-- begin DOCUMENT EXCERPT --
Danish Trade and Investment Minister Pia Olsen Dyhr is slated to lead a business delegation to Indonesia at the end of this week, aiming to explore business opportunities and tighten commercial links with local counterparts.
Danish Ambassador to Indonesia Martin Bille Hermann said that among the top items on the agenda would be an event announcing the Danish government’s new market strategy for Indonesia, which Denmark considers an increasingly important partner in the years ahead.
“What is clear is that there is potential to increase the commercial relation between our two countries,” Hermann told a press briefing in Jakarta, recently.
Exports from Denmark to Indonesia have been traditionally lower than similar European countries like Sweden and Germany. In 2011, Indonesia was the 60th biggest export destination for Danish firms. According to Danish statistics, exports expanded substantially by 70 % to US$180 million last year, which is a positive sign for achievable growth in the future.
-- end DOCUMENT EXCERPT --
-- begin ENTRIES --
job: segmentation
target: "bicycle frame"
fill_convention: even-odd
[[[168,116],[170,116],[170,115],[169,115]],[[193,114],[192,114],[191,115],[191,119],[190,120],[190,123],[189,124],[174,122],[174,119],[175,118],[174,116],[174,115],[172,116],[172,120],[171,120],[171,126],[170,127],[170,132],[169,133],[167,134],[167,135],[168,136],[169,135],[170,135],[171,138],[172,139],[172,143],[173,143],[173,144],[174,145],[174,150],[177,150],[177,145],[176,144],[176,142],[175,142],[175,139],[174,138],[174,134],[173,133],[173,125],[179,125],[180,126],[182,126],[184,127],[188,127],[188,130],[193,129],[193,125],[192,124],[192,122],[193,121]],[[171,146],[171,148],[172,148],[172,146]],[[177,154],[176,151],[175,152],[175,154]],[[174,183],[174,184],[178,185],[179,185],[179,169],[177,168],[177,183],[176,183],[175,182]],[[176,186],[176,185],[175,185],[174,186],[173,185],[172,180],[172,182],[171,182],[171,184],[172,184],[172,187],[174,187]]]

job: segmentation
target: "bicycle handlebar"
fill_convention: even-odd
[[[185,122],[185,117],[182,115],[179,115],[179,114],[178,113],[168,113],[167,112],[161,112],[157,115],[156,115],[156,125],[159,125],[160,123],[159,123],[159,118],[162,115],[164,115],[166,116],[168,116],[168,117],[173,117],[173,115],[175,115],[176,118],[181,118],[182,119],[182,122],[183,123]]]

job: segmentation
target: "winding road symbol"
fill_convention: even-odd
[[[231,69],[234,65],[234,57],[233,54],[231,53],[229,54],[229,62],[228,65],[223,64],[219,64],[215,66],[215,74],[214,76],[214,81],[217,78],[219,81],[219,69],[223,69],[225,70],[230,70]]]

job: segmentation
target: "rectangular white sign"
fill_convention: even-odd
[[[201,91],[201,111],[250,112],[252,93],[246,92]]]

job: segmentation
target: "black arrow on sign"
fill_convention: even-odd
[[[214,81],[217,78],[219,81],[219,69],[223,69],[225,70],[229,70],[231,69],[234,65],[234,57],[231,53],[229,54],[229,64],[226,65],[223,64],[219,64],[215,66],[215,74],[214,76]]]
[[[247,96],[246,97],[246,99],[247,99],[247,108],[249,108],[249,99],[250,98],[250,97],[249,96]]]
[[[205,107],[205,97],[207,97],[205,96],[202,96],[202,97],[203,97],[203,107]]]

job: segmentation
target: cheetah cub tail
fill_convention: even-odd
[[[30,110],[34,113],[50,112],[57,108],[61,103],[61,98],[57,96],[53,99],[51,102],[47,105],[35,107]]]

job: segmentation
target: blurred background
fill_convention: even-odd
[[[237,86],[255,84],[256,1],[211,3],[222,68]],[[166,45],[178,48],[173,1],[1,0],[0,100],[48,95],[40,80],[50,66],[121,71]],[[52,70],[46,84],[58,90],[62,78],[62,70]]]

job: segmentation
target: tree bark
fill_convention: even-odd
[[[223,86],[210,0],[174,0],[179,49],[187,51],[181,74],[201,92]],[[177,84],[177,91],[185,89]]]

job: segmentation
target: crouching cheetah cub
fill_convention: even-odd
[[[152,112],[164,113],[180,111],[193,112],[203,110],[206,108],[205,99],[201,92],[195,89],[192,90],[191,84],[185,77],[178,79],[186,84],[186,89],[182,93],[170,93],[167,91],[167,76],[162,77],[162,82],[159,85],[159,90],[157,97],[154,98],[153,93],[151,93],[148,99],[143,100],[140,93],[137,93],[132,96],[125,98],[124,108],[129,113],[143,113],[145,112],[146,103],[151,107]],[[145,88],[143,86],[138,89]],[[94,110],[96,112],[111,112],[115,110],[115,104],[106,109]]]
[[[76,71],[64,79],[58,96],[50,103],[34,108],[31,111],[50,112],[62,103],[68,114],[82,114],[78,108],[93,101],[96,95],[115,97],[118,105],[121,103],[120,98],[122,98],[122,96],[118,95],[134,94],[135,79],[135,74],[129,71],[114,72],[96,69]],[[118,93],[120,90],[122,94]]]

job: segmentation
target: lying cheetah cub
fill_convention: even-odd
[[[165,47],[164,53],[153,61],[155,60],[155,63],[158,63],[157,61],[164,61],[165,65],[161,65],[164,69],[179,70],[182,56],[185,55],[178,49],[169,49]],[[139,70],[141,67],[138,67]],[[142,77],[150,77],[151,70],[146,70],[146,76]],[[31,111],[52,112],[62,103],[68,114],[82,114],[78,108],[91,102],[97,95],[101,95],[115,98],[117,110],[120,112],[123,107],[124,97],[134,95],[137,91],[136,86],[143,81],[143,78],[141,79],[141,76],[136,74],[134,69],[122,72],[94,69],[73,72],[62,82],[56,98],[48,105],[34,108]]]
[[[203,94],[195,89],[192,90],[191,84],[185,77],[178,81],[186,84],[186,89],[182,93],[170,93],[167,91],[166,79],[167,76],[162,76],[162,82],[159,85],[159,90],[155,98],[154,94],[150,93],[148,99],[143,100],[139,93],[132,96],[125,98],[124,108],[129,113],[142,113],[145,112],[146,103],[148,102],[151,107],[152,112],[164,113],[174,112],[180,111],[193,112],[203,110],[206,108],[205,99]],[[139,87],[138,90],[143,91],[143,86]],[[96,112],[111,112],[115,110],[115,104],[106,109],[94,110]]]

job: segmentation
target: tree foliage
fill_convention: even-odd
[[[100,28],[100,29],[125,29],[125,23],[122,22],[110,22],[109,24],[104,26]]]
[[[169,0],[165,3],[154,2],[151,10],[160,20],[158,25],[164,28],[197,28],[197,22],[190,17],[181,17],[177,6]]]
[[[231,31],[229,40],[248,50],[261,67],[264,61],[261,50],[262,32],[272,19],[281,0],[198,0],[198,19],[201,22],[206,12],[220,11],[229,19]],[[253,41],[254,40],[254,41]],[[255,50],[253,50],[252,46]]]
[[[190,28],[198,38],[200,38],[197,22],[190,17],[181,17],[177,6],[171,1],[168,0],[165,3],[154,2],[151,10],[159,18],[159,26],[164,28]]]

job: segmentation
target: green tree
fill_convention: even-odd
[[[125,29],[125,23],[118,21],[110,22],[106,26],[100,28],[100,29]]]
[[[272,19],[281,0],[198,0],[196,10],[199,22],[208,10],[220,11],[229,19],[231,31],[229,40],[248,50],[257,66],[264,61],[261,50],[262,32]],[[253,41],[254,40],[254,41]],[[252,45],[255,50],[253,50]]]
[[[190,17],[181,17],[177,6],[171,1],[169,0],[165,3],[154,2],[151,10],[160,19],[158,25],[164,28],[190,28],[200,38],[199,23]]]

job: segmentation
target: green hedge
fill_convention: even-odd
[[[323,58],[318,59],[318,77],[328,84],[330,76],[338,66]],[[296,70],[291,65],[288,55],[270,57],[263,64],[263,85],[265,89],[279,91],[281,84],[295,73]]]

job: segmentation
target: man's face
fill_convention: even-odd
-- end ENTRIES --
[PROBLEM TO SOLVE]
According to the article on the Danish trade delegation to Indonesia, where did Indonesia rank among export destinations for Danish firms in 2011? The entries come from a different source than the text.

[SOLUTION FOR THIS EXERCISE]
It was the 60th biggest export destination for Danish firms.